Intervention de Capitaine de vaisseau Marc Véran

Réunion du 23 mars 2016 à 16h00
Mission d'évaluation et de contrôle des lois de financement de la sécurité sociale

Capitaine de vaisseau Marc Véran, chef du pôle information, en charge de la politique des hauts potentiels des armées :

C'est un honneur pour nous de pouvoir vous éclairer sur la formation continue et la sélection des élites militaires, mais aussi civiles, au ministère de la défense.

Les armées ont une tradition ancienne de formation continue, dont la seule finalité est de permettre le succès en opération, celle-ci ayant pour dimension particulière la possibilité d'y mourir. Nous entretenons et adaptons un système lié à cette singularité, et tenons compte du milieu et d'une certaine homogénéité dans le recrutement. Nous avons mis en place une sélection continue exigeante, qui va du terrain des opérations aux postes en administration centrale où les militaires se retrouvent tous un jour. La mobilité interministérielle est faible, la mobilité extérieure restant anecdotique et conçue dans le cadre de parcours très particuliers.

◆ **Vos tâches**:
a. Reformulez sous forme de liste le paragraphe de l'intervention qui commence par « Les armées ont une tradition ancienne », en conservant ses faits principaux.
b. Dans l'intervention, reprenez le passage débutant par « Réunion du 23 » et s'achevant par « de la défense. », en substituant « ministère des armées » à « ministère de la défense ».
Les lignes présentées ensuite forment un matériau distinct de l'intervention.

◆ **Les lignes**:
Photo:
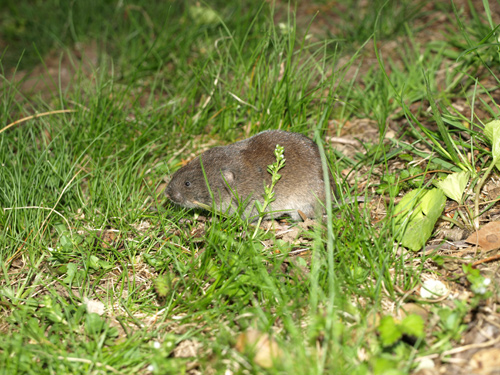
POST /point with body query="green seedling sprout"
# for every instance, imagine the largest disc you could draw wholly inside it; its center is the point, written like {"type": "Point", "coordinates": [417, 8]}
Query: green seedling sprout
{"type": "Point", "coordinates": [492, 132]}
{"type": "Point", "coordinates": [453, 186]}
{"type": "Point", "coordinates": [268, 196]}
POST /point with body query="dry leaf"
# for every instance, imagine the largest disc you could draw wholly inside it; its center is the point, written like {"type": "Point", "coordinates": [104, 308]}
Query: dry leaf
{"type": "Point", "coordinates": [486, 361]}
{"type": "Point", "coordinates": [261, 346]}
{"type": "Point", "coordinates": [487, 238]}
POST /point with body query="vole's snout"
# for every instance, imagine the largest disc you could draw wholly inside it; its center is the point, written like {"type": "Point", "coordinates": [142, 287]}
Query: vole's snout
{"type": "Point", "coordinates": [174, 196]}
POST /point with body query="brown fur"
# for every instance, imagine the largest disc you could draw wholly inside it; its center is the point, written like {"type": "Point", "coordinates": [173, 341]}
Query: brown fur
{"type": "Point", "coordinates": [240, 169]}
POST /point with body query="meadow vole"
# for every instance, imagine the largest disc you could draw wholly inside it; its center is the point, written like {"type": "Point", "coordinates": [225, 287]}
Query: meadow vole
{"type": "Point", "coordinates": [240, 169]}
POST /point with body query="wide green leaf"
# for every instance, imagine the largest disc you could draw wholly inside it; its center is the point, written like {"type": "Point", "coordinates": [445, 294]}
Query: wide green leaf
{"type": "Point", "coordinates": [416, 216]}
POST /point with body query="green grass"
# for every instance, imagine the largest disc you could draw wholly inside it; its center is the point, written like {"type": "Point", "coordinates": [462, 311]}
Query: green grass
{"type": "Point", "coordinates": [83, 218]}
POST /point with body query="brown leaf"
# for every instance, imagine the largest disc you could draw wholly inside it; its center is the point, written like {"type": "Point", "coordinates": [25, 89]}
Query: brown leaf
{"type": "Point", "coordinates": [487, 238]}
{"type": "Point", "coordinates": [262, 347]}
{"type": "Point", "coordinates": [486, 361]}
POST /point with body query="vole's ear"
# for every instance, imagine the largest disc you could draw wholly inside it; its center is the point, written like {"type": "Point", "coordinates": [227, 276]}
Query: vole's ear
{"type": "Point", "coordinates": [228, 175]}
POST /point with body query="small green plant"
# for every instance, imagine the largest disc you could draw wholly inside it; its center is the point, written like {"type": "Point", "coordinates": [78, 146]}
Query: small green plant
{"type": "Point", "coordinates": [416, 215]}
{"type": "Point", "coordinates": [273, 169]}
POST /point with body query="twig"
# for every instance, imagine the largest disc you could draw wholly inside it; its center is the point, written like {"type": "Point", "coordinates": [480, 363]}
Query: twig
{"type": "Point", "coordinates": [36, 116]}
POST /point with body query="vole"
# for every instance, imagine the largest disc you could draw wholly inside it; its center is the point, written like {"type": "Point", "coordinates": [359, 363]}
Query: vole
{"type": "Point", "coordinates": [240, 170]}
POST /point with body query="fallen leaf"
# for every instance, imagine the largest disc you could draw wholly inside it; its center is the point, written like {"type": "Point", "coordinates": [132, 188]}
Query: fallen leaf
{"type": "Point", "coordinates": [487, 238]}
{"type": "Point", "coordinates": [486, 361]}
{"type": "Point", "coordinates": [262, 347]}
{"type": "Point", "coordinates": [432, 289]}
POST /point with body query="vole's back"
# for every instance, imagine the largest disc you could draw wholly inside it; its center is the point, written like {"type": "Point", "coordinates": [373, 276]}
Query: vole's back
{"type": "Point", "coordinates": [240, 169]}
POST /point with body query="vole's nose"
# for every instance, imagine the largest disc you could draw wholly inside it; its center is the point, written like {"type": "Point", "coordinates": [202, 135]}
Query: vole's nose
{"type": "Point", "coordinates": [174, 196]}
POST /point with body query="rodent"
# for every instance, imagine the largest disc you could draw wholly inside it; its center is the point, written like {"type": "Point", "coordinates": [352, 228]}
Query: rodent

◆ **Résultats par tâche**:
a.
- Les armées ont une tradition ancienne de formation continue. Sa seule finalité est le succès en opération, marquée par la possibilité d'y mourir.
- Le système est entretenu et adapté à cette singularité. Il tient compte du milieu et d'une certaine homogénéité du recrutement.
- Une sélection continue exigeante s'étend du terrain des opérations aux postes en administration centrale.
- La mobilité interministérielle est faible. La mobilité extérieure reste anecdotique et limitée à des parcours très particuliers.

b.
Réunion du 23 mars 2016 à 16h00
Mission d'évaluation et de contrôle des lois de financement de la sécurité sociale

Capitaine de vaisseau Marc Véran, chef du pôle information, en charge de la politique des hauts potentiels des armées :

C'est un honneur pour nous de pouvoir vous éclairer sur la formation continue et la sélection des élites militaires, mais aussi civiles, au ministère des armées.